▶ [PROMPT] Which lines to output? The line containing "Class, indicate each instance of the winding" and every line after it in the data below, each copied exactly.
(Beginning of EXERCISE DATA)
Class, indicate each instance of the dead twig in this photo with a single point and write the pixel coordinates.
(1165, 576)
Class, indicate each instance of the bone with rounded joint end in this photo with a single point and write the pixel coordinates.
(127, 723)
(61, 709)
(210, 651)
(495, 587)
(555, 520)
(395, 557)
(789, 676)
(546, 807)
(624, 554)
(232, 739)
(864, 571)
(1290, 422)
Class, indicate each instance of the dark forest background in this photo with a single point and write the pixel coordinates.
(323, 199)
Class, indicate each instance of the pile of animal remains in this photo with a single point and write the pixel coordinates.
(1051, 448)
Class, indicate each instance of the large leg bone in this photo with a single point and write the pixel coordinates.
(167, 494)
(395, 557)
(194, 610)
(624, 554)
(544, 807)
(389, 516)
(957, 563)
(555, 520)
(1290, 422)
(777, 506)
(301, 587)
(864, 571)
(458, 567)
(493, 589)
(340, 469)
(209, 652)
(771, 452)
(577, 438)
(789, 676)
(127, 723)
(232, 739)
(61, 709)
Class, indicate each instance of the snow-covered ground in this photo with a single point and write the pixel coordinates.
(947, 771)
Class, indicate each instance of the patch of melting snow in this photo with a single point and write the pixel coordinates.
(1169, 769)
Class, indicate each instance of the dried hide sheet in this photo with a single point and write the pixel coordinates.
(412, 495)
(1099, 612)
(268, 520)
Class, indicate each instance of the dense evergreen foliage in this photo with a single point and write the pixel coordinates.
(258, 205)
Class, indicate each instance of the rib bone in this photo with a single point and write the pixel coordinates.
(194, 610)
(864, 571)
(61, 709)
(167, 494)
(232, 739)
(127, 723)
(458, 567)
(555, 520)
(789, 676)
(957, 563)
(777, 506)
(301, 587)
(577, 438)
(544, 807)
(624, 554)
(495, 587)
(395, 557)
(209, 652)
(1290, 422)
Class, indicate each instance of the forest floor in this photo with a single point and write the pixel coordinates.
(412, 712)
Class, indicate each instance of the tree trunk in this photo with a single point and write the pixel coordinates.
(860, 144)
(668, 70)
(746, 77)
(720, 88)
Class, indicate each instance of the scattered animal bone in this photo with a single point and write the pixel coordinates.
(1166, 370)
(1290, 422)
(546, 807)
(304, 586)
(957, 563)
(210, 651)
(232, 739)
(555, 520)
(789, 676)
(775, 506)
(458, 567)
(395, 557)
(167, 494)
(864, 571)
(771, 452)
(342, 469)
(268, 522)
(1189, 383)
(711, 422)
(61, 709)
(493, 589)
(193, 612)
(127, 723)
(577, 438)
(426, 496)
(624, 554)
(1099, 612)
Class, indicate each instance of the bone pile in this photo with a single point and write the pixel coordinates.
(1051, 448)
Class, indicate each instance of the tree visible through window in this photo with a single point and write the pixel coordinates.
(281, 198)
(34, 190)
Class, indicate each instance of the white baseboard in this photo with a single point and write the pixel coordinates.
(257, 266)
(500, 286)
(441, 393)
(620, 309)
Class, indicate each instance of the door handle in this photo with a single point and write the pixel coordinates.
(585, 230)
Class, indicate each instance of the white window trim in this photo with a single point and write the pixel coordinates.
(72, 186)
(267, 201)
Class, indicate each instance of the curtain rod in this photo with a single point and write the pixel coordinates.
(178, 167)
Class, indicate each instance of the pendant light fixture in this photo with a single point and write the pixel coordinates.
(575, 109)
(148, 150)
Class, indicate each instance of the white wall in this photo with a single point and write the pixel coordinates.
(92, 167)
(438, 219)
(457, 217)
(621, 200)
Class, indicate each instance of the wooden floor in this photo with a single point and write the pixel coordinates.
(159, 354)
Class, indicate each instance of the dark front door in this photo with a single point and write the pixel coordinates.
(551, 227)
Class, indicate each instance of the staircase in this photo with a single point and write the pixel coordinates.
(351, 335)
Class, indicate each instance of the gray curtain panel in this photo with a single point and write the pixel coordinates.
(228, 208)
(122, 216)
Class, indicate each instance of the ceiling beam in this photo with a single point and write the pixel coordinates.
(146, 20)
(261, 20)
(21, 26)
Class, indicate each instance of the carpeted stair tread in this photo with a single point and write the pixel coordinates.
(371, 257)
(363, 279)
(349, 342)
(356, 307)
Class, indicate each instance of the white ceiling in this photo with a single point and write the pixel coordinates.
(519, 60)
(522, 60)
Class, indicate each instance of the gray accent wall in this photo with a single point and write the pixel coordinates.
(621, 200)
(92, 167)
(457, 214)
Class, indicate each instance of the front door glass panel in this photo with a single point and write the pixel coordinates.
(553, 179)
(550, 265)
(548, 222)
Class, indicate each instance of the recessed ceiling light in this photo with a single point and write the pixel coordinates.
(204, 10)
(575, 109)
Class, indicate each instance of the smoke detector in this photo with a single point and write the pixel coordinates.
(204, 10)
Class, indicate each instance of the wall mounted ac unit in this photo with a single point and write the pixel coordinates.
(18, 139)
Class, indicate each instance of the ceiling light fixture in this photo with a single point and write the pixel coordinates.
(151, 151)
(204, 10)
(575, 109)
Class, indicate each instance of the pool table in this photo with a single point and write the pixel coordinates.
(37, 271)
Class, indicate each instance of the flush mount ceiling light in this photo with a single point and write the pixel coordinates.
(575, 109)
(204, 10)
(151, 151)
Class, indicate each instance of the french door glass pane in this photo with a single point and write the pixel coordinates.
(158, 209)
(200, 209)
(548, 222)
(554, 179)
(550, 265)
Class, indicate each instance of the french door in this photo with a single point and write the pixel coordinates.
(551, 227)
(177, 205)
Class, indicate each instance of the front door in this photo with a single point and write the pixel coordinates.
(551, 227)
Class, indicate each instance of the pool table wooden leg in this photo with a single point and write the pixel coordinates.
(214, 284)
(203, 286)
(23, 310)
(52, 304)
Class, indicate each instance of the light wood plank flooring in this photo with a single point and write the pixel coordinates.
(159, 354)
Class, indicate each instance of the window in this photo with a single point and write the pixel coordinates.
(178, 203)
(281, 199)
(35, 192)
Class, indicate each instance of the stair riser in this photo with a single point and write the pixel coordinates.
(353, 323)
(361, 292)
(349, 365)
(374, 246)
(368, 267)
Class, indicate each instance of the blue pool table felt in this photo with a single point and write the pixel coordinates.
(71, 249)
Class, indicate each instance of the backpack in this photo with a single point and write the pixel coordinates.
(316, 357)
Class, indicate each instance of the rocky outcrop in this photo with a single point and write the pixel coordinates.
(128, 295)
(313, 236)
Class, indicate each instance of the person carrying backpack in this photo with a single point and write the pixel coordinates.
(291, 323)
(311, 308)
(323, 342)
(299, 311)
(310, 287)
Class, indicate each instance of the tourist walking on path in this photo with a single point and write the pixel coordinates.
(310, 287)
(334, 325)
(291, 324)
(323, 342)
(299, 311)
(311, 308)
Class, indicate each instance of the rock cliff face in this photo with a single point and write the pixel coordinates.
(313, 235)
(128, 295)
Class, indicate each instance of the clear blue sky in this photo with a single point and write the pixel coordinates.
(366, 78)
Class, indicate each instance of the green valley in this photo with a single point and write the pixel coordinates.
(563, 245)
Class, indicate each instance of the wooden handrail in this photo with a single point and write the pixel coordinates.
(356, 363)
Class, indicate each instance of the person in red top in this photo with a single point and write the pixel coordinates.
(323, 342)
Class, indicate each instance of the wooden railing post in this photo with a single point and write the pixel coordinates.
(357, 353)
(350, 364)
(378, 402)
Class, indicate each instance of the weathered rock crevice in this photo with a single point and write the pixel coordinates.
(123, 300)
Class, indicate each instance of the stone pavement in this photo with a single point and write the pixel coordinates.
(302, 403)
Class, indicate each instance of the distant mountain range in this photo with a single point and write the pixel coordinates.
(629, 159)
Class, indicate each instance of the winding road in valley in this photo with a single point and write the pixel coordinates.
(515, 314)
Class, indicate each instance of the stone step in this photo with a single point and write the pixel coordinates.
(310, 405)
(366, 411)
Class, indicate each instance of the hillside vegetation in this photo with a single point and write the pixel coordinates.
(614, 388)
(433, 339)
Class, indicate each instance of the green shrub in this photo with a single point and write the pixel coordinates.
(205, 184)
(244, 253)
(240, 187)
(End of EXERCISE DATA)
▶ [TASK SOLUTION]
Class, indicate each instance of the winding road in valley in this photo with a single point and write the pixel coordinates.
(515, 314)
Class, indicate each instance of the stone step in this photo with a single point and write the pixel coordinates.
(310, 405)
(366, 411)
Class, indicate each instance of the hillside vegetation in this photo with a single point and write the pixel coordinates.
(614, 388)
(433, 339)
Class, indicate each instance of the green shrub in this photo with a single point and write the pixel coordinates.
(205, 184)
(244, 253)
(240, 187)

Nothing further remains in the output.